[Labeled point records]

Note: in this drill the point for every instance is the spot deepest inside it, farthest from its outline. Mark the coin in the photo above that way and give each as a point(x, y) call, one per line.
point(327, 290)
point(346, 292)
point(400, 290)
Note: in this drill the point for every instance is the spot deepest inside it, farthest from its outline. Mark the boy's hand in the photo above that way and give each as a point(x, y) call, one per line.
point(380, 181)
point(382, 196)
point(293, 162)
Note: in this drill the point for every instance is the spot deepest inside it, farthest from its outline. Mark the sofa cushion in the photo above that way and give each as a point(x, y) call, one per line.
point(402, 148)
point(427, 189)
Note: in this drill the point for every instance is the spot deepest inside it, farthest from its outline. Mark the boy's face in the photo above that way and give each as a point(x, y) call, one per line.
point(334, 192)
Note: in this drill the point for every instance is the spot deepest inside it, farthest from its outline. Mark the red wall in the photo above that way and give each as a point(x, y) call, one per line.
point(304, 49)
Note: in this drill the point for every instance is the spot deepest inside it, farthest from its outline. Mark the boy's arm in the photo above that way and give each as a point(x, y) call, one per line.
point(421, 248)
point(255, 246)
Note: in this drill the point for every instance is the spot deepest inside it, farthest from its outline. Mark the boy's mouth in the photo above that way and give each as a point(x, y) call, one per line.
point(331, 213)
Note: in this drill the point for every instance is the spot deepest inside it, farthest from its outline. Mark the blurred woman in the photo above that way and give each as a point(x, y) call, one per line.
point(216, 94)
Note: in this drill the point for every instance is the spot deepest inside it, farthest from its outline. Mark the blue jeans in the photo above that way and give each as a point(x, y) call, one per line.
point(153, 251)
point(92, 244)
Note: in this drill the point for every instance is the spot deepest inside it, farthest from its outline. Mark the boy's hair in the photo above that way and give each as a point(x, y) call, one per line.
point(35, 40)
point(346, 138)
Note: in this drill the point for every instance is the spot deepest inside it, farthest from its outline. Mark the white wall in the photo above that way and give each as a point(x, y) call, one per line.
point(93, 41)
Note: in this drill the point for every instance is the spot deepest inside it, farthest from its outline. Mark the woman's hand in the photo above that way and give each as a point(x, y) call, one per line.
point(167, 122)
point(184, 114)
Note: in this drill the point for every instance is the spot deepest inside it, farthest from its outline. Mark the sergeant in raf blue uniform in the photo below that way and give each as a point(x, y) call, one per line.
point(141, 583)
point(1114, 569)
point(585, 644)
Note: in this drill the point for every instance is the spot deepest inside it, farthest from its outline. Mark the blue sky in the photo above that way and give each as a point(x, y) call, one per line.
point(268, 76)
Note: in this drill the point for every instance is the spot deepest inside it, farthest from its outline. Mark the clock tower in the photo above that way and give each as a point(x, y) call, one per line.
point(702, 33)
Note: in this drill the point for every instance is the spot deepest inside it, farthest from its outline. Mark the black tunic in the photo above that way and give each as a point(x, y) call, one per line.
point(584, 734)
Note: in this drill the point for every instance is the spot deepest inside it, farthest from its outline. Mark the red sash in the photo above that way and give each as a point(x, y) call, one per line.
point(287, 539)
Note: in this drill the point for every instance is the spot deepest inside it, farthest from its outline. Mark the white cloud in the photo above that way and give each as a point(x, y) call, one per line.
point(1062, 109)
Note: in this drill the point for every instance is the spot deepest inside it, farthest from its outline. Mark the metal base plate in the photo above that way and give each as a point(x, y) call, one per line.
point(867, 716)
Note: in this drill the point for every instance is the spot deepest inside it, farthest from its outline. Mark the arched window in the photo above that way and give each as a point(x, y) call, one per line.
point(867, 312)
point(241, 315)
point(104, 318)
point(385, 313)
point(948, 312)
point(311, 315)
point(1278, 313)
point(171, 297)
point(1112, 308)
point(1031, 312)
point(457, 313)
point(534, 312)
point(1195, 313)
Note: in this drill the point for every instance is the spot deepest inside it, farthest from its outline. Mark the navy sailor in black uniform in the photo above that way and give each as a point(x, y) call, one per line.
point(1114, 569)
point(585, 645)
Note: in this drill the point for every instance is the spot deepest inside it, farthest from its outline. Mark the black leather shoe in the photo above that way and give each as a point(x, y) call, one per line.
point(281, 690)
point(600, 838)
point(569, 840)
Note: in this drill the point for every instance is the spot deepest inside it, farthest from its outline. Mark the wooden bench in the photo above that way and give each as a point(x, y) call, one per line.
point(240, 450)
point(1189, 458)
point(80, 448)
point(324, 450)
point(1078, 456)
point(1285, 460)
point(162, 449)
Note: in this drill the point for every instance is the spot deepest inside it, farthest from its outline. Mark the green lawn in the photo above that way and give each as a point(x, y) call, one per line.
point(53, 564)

### [TASK TO CARRY OUT]
Copy all of the entries above word for word, without any changes.

### [WORKED ANSWER]
Note: in this drill the point for every instance is the spot deepest inside it, farthest from its outline. Mark the coin in the photo above that way and give each as a point(x, y) call, one per line.
point(327, 290)
point(346, 292)
point(400, 290)
Note: in this drill the point for every instance is the spot deepest inside it, farthest from its outline. Mark the boy's hand in the photo above that way and give each as a point(x, y) call, one per line.
point(380, 181)
point(382, 196)
point(293, 162)
Note: in this drill the point for every instance is the spot deepest inside it, farthest from its outline. Mark the sofa cushion in the photo above that way and give each as a point(x, y) call, one per line.
point(402, 148)
point(427, 189)
Note: in this drill the point for every instance is the spot deepest inside it, farthest from its outline. Mark the boy's face in the photo above that way and give each as a point(x, y) call, one per line.
point(334, 192)
Note: in this drill the point for every instance is the spot deepest inside it, farthest from its outline. Mark the red wall in the photo above that way and give each as a point(x, y) call, one per line.
point(304, 49)
Note: in this drill the point for every instance is the spot deepest inside it, farthest from its outline. Mark the boy's arm in the photo above that way and give each as a point(x, y) call, one per line.
point(421, 248)
point(255, 246)
Note: in this drill the point for every instance is the spot deepest inside it, farthest from its outline. Mark the boy's mouth in the photo above that way and give each as a point(x, y) call, one per line.
point(331, 213)
Note: in this drill the point for every instance is the spot deepest inside it, farthest from its outline. Mark the blurred woman in the photo above that way and give each as a point(x, y) call, one per line.
point(216, 94)
Note: in this drill the point for every instance is the spot deepest inside it, farthest from its outline. Mark the blue jeans in the photo above that way and give each as a point(x, y) call, one per line.
point(153, 251)
point(92, 244)
Note: in this drill the point for every instance is the spot deepest inside it, farthest from its outline. Mark the boy's hair in the photo above that way and give each as a point(x, y) call, one per line.
point(35, 40)
point(346, 138)
Note: in this drill the point for every instance is the spot deepest inside it, farthest from its outline. Mark the white wall in the photo above that way and give each as a point(x, y) call, one per line.
point(93, 41)
Note: in this drill the point for every instance is the spot deepest inside it, farthest from its outline. Mark the woman's hand in the photo above that way and give each as a point(x, y) call, one per line.
point(167, 122)
point(184, 114)
Note: in this drill the point for every instance is the spot deepest inside it, farthest from its outline. Mark the sergeant in raf blue uniform in the photo below that way and give each as a point(x, y) call, one per line.
point(141, 583)
point(1114, 569)
point(585, 644)
Note: in this drill the point for every instance is the spot deepest inside it, farthest from its outline. Mark the blue sky in the photo above that way and give each as a point(x, y) call, one per line.
point(268, 76)
Note: in this drill the point for every instance is the spot deepest inside it, farthest from its outline. Mark the clock tower in the photo above that way and give each as a point(x, y) call, one per line.
point(702, 33)
Note: in this drill the point for every instance is the spot deepest inside it, farthest from its outline. Mark the black tunic in the photo above that way and give each as a point(x, y) call, one per line.
point(584, 734)
Note: in this drill the point for every instance is the spot deepest inside it, farthest from its outline. Mark the red sash in the photo above that way and give each as a point(x, y) call, one per line.
point(287, 539)
Note: in this drill the point for every instance is the spot deepest inside it, farthest from its outline. Mark the white cloud in the photo above that way and give each as a point(x, y) call, one per line.
point(1062, 109)
Note: in this drill the point for every instance is the spot deepest inside it, farthest from its outline. Mark the metal base plate in the photo above that way and give each as a point(x, y) call, one per line.
point(867, 716)
Note: in this drill the point for every instance is the spot deepest inside it, farthest from its outline. Mark the arched window in the photo above that way and give each as a point(x, y) call, one per line.
point(867, 312)
point(241, 315)
point(104, 318)
point(385, 313)
point(948, 312)
point(311, 315)
point(1278, 313)
point(171, 297)
point(1112, 308)
point(1031, 312)
point(457, 313)
point(534, 312)
point(1195, 313)
Note: in this drill the point for every instance is the spot deepest inside it, farthest from its outline. Mark the navy sailor in black uniform in the photo above that way and give each as a point(x, y) call, one per line.
point(1114, 569)
point(585, 645)
Note: in this drill the point for every instance is the spot deepest inside it, farthest from its outline. Mark the black leather shoe in the photo above that way and give each as a point(x, y) call, one per line.
point(281, 690)
point(600, 838)
point(569, 840)
Note: in this drill the point for every instance is the spot deepest inside it, farthest from its outline. Mark the wooden bench in the photo above that way and give each as a point(x, y) call, one per line.
point(240, 450)
point(1189, 458)
point(80, 448)
point(324, 450)
point(1078, 456)
point(1285, 460)
point(162, 449)
Note: in this drill the point for every instance is the spot deepest inside it, farthest from its outline. Mark the green lawn in the photo above that way and give each as a point(x, y) call, one per line.
point(53, 564)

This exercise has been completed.